29 July 2009 **** Front Page

"The gentle warmth of diversity"

By Tapani Lausti

Kenan Malik, Strange fruit: Why Both Sides are Wrong in the Race Debate. Oneworld 2008.

On a memorable evening in April 1997 at the Finnish Institute in London Kenan Malik was the keynote speaker on race and ethnicity. His fellow researcher on race, Marek Kohn, summed up the speaker's views: "Malik concluded by pointing to the decline of the idea of a common culture, and to the prevailing pessimism about people's ability to change the world. The embrace of difference, as a substitute for equality, was the embrace of social and political defeat." (Celebrating diversity or equality? Eagle Street, June 1997; see also Diane Abbott draws Finns into British race debate, Eagle Street, March 1997)

It's not that Malik denies the existence of difference and diversity. The question is how they influence our politics. In this new book on the race debate Malik writes: "Social solidarity has become increasingly defined not in political terms — as collective action in pursuit of certain political ideals — but in terms of ethnicity, culture or faith. The question people ask themselves is not so much 'What kind of society do I want to live in?' as 'Who am I?'" (p. 271)

Thus people have become obsessed by their identity. Simultaneously race has returned to the centre of social discourse, albeit "swaddled in the gentle warmth of diversity". (p. 276) In spite of the seemingly innocent nature of this kind of multiculturalism, the consequences have turned out to be harmful for democratic pursuits: "The politics of difference has helped the most conservative sections of minority communities to reassert their authority at the expense of the most vulnerable groups and to undermine more progressive trends." (p. 283)

Problem 1
In the review of Kenan Malik's book, where was Malik the keynote speaker in April 1997?
Problem 2
Please repeat the review of Kenan Malik's book between "Kenan Malik, Strange" and "Street, March 1997)", inclusive.
Problem 3
Pick up the review of Kenan Malik's book where it stops and write what comes next.
The records play no part in what is asked here.

Extracted material
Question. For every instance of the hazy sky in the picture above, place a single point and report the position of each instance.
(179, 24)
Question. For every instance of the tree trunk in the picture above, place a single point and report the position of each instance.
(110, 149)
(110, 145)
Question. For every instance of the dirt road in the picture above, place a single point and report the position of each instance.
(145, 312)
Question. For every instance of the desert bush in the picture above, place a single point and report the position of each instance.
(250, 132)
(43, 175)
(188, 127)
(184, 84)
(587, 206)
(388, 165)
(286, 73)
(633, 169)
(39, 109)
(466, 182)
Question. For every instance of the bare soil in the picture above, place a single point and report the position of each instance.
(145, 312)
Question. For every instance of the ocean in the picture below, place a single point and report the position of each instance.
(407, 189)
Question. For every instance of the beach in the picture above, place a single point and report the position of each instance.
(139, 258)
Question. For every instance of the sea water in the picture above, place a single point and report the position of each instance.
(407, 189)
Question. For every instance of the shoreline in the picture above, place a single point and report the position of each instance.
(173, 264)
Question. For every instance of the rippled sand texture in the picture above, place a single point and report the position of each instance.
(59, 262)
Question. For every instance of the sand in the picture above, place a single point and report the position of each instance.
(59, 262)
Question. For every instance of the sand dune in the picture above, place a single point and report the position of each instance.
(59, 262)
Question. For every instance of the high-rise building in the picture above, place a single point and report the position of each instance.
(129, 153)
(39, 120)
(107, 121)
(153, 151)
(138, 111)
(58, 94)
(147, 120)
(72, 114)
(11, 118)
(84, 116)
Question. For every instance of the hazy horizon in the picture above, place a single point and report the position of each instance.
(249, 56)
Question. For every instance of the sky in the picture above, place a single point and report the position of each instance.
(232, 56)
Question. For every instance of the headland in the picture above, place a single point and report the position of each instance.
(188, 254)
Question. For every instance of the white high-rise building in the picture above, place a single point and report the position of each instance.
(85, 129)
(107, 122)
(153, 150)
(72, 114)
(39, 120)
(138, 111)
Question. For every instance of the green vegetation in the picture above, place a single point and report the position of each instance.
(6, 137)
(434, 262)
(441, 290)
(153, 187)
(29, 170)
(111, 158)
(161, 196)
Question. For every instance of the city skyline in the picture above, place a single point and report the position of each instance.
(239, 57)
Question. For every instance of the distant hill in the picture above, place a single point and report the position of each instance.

Task result 1
At the Finnish Institute in London.

Task result 2
Kenan Malik, Strange fruit: Why Both Sides are Wrong in the Race Debate. Oneworld 2008.

On a memorable evening in April 1997 at the Finnish Institute in London Kenan Malik was the keynote speaker on race and ethnicity. His fellow researcher on race, Marek Kohn, summed up the speaker's views: "Malik concluded by pointing to the decline of the idea of a common culture, and to the prevailing pessimism about people's ability to change the world. The embrace of difference, as a substitute for equality, was the embrace of social and political defeat." (Celebrating diversity or equality? Eagle Street, June 1997; see also Diane Abbott draws Finns into British race debate, Eagle Street, March 1997)

Task result 3
This change in political discourse has weakened the traditional Enlightenment idea that people should be treated in the same fashion without regard to their race, religion or culture. Malik explains where this has led: "Contemporary multiculturalists argue to the contrary that people should be treated not equally despite their differences, but differently because of them." (p. 173) Malik argues also: "Far from giving a voice to the voiceless, the politics of difference appears to undermine individual autonomy, reduce liberty and enforce conformity." (pp. 176-177)

Malik thinks that concentrating so much on cultural identities has turned much of the left against Enlightenment ideas of democracy and equality. By the end of the 20th century, "the fire of ideological battle was all but extinguished. For the first time since the French Revolution, politics became less about competing visions of the kind of society people wanted than a debate about how best to run the society they already inhabited." (pp. 186-187) Malik quotes Russell Jacoby who has concluded that multiculturalism "has become the opium of disillusioned intellectuals, the ideology of an era without ideology". (p. 187)

This lack of ideology opened the door for postmodernism which denies the existence of universal reason and demands the right for every culture to think differently. This kind of politics can have devastating effects as the example of India shows. Malik quotes the Indian writer Meera Nanda: "The left inclined anti-Enlightenment movements have been successful in silencing the modernist, Enlightenment style thought in India" and helped "deliver the people they profess to love — non-Western masses, the presumed victims of 'Western science' and modernity — to the growing forces of hatred, fascism and religious fanaticism." (p. 285)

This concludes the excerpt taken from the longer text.